## Extract provided
[Start of section]

Medicine is always evolving and changing, and sometimes it's hard to keep up with the latest techniques such as minimally invasive surgery.

Thankfully, Dr. Stephanie Henderson of Granger Medical who is practicing at the Murray Women's Health Center can answer all of our questions.

According to Dr. Henderson, minimally invasive surgery is the performance of surgery through very small incisions in a patient's abdomen. Traditionally, large abdominal incisions were required to remove tissue and treat disease, but thanks to today's technology, surgeons are able to perform complex procedures through very small incisions.

Patients in need of surgical treatment benefit from these minimally invasive routes of surgery with decreased complications such as infection and blood loss, decreased hospital admission and length of stay and quicker recovery time.

Minimally invasive surgery can be used to treat pelvic pain, endometriosis, uterine fibroid, menstrual bleeding, ovarian cysts, pelvic organ prolapse, incontinence and much more.

[End of section]

## Extracted material
[Start of section]

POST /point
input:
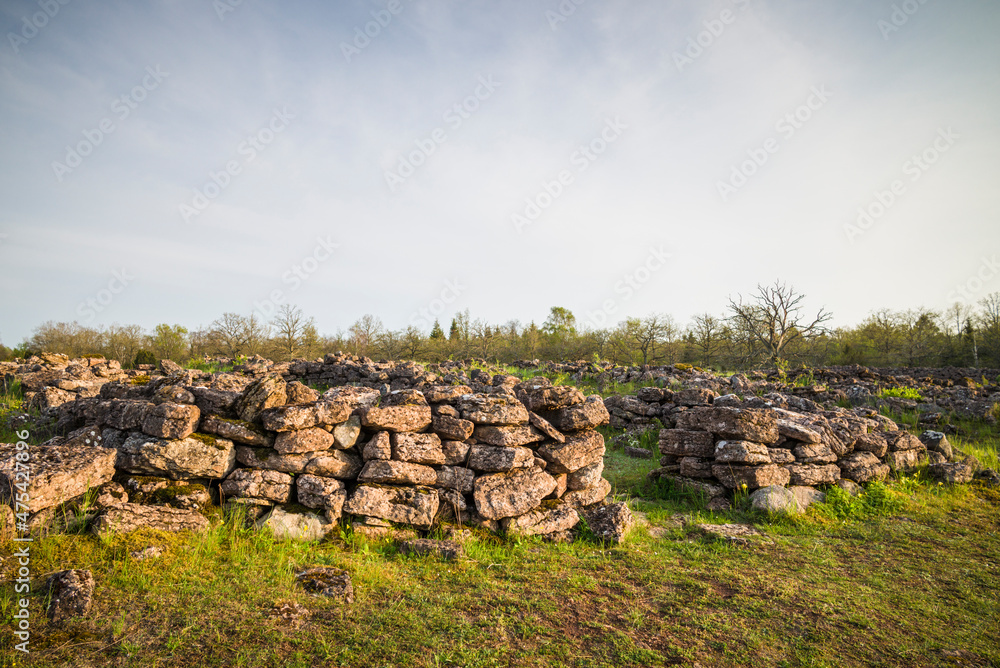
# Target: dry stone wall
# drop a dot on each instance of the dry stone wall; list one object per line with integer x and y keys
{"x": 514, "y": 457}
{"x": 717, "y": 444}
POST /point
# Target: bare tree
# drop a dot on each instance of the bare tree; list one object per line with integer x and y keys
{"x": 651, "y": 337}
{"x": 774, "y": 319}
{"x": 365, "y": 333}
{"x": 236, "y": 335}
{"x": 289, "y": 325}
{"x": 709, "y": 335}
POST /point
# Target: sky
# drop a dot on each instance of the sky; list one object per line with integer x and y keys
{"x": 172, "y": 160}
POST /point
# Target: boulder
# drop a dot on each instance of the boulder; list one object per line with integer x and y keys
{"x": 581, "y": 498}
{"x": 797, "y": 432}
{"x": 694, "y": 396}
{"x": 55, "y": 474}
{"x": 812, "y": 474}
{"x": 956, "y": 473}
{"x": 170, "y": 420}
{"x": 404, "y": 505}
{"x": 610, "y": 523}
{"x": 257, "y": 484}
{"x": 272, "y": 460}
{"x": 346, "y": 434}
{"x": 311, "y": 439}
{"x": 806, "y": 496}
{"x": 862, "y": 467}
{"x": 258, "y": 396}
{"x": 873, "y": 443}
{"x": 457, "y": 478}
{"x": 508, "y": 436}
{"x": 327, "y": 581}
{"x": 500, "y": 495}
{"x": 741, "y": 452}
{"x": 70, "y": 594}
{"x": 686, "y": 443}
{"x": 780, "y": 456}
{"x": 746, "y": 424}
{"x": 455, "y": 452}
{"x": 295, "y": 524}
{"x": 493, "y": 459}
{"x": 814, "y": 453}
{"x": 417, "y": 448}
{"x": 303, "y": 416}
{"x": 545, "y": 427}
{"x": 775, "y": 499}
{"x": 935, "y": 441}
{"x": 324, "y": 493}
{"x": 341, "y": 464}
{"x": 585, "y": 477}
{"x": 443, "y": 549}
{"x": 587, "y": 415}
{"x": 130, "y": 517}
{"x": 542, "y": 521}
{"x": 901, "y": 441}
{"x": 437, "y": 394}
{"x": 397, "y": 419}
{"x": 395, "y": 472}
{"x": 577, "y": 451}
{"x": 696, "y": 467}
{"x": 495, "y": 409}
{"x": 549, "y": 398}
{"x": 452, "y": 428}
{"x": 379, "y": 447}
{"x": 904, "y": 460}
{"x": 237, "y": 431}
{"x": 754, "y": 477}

[End of section]
[Start of section]

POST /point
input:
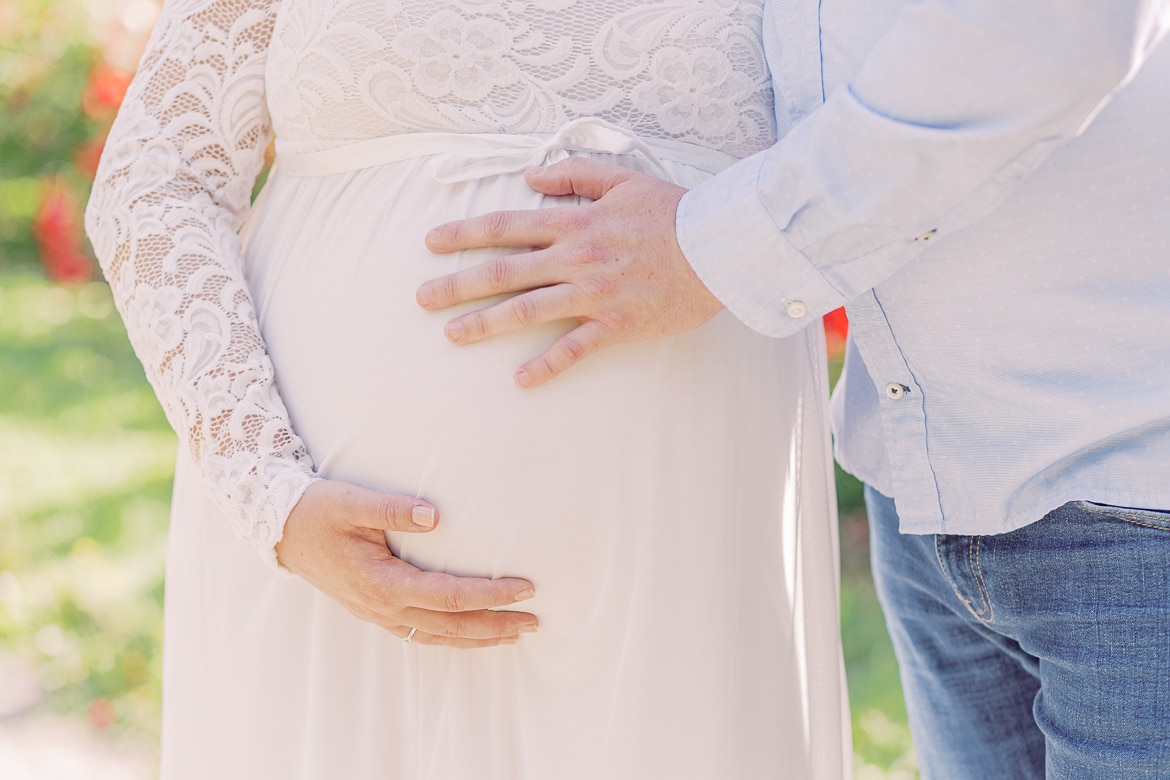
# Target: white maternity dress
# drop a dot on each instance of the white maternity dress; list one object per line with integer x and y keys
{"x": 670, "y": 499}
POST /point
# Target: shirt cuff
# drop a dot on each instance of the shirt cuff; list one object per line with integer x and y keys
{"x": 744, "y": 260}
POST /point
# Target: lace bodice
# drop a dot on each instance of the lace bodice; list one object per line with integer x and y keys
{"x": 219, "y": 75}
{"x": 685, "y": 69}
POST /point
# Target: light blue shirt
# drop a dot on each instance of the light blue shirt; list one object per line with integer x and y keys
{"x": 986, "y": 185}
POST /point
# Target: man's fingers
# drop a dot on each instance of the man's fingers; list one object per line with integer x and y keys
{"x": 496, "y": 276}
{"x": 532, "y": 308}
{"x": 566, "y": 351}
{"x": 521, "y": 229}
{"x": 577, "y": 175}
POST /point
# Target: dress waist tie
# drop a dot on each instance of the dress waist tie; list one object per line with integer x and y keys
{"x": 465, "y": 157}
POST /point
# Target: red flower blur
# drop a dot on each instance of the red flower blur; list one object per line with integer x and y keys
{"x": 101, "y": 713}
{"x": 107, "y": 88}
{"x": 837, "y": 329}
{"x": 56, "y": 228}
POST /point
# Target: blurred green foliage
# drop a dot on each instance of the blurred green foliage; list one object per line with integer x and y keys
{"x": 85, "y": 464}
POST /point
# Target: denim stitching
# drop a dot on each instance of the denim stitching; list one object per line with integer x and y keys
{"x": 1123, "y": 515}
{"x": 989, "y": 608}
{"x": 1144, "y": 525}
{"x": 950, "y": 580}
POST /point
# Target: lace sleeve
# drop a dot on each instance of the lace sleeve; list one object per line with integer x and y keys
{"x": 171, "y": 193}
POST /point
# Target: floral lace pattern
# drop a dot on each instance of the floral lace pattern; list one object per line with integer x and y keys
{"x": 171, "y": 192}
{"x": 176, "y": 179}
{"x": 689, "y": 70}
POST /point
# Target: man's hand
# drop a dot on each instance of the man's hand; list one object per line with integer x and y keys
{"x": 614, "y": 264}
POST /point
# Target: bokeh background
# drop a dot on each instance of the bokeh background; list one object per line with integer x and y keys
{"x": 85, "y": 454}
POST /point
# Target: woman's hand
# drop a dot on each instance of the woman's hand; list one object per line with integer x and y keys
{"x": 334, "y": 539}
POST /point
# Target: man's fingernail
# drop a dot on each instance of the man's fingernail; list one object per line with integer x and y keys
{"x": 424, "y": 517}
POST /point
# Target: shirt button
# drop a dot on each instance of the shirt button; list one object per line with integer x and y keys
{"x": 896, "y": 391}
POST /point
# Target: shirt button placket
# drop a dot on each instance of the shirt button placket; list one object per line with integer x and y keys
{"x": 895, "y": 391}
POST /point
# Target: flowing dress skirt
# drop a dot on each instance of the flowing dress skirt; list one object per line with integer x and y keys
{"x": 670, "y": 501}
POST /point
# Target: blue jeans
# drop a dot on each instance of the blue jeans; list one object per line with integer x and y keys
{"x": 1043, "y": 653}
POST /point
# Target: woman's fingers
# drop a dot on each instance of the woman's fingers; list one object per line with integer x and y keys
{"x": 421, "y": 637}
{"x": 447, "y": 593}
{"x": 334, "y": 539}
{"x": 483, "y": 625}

[End of section]
[Start of section]

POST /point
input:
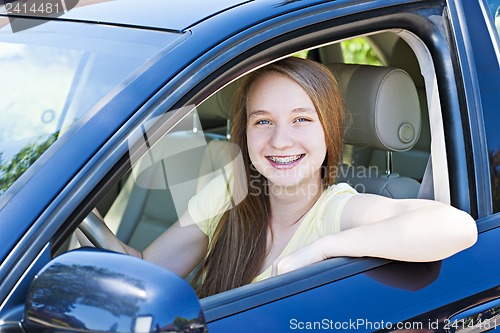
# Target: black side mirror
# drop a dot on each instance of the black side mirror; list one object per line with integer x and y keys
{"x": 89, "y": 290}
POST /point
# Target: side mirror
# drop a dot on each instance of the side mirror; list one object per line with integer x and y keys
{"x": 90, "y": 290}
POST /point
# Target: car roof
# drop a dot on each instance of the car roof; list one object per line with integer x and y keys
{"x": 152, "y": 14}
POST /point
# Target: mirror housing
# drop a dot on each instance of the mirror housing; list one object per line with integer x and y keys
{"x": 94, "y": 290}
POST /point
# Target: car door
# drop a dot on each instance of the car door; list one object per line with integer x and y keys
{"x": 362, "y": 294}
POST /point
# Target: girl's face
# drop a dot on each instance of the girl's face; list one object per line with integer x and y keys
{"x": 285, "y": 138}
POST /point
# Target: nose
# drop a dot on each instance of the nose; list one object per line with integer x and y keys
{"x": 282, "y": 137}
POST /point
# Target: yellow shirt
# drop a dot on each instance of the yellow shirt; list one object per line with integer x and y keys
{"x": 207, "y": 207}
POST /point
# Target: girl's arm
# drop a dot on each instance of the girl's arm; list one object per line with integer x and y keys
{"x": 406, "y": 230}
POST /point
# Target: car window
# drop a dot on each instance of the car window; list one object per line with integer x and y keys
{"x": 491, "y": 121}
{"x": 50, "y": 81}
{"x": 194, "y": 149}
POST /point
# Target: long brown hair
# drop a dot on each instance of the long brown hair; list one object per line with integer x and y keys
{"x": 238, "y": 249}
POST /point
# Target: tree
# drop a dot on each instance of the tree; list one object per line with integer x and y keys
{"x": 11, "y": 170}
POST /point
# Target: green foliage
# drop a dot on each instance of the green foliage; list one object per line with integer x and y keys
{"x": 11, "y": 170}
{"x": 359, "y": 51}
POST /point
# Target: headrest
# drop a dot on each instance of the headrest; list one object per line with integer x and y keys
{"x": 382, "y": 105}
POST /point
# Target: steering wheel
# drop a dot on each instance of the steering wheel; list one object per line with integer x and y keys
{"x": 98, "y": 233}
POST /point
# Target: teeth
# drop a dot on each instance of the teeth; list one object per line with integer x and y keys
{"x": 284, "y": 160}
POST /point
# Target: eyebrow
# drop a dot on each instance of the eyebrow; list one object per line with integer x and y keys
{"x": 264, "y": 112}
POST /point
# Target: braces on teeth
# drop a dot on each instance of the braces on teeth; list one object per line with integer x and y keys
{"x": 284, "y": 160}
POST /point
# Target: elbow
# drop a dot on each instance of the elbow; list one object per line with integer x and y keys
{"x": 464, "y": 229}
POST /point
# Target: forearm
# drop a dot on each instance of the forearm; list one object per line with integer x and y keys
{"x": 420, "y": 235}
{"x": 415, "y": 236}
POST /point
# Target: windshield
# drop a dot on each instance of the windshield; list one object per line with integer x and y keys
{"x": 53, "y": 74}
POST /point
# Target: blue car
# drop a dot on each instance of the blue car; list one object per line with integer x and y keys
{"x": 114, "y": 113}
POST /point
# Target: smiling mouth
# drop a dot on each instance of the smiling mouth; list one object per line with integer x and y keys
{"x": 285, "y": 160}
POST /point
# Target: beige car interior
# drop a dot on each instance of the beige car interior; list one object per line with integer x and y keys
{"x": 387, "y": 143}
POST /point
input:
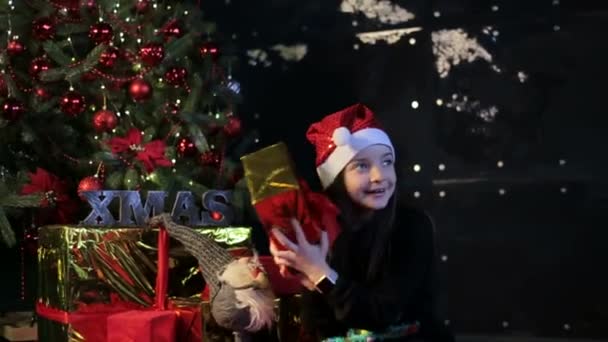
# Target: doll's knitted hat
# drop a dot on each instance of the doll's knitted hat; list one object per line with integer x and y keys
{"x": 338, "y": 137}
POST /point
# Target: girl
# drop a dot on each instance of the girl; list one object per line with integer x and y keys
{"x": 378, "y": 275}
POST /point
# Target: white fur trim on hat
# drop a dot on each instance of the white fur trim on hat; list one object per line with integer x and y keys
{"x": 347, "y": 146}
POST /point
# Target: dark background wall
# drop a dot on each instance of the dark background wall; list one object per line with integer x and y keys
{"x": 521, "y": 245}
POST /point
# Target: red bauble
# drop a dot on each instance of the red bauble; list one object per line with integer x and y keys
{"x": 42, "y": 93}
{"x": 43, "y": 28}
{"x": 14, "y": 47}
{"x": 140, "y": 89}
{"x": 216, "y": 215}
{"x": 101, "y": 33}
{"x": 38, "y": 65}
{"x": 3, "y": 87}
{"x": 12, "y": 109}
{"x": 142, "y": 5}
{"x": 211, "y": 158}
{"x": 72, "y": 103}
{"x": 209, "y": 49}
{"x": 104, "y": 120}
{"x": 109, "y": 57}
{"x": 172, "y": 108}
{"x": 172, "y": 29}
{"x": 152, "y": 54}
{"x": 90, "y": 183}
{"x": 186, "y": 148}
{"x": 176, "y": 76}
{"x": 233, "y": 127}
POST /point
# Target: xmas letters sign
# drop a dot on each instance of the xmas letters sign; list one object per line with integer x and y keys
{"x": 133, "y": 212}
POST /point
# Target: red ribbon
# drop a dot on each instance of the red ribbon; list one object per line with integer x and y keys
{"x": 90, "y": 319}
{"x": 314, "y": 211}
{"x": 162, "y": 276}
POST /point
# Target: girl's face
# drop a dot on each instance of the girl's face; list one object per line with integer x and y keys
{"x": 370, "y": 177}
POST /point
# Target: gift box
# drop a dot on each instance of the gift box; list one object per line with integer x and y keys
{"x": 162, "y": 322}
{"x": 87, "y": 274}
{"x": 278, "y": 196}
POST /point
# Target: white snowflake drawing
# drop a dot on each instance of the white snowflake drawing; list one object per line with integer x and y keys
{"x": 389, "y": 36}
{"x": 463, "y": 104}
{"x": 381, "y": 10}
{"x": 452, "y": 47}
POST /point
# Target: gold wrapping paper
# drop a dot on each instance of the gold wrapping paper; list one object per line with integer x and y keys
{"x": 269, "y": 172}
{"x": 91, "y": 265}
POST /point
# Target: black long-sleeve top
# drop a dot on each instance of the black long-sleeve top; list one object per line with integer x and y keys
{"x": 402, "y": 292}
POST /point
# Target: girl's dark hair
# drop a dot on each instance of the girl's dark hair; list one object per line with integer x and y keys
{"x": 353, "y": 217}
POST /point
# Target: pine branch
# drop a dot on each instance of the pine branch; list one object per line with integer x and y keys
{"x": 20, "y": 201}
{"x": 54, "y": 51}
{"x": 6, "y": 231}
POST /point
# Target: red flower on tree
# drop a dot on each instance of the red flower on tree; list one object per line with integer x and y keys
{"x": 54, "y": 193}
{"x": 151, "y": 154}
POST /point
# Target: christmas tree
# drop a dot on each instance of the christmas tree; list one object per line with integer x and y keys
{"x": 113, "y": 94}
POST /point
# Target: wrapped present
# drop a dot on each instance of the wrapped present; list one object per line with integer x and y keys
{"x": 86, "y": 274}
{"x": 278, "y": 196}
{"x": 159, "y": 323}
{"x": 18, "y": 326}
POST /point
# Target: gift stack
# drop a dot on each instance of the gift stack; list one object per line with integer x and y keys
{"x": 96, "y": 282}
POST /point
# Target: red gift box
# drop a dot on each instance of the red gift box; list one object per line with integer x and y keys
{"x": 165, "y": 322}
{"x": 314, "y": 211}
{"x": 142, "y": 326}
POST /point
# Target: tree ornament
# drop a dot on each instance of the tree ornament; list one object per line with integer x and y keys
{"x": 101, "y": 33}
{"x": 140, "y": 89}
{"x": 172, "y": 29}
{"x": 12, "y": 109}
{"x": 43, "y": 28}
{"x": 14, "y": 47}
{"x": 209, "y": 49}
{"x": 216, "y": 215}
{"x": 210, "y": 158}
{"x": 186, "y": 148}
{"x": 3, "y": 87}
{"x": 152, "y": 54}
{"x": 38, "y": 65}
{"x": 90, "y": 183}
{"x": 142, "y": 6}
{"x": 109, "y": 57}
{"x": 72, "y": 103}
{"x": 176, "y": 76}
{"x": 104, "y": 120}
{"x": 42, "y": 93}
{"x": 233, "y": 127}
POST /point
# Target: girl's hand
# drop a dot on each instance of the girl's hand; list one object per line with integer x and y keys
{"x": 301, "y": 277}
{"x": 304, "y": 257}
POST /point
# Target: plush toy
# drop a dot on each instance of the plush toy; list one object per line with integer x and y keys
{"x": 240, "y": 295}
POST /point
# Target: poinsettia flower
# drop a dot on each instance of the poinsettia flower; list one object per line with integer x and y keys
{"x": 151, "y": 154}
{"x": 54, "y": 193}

[End of section]

## Activity 1
Answer these from the minimally invasive surgery text:
(a) At which health center is Dr. Stephanie Henderson practicing?
(b) What kind of incisions did surgery traditionally require to remove tissue and treat disease?
(c) Which two complications does the text say are decreased with minimally invasive routes?
## Activity 2
Translate this sentence from the minimally invasive surgery text into Spanish: "Minimally invasive surgery can be used to treat pelvic pain, endometriosis, uterine fibroid, menstrual bleeding, ovarian cysts, pelvic organ prolapse, incontinence and much more."
## Activity 3
Reproduce part of the minimally invasive surgery text, beginning at the words "Medicine is always" and stopping after "of our questions.".
The records have no connection to the text on minimally invasive surgery.

## Output 1
(a) The Murray Women's Health Center
(b) Large abdominal incisions
(c) Infection and blood loss

## Output 2
La cirugía mínimamente invasiva puede utilizarse para tratar el dolor pélvico, la endometriosis, el fibroma uterino, el sangrado menstrual, los quistes ováricos, el prolapso de órganos pélvicos, la incontinencia y mucho más.

## Output 3
Medicine is always evolving and changing, and sometimes it's hard to keep up with the latest techniques such as minimally invasive surgery.

Thankfully, Dr. Stephanie Henderson of Granger Medical who is practicing at the Murray Women's Health Center can answer all of our questions.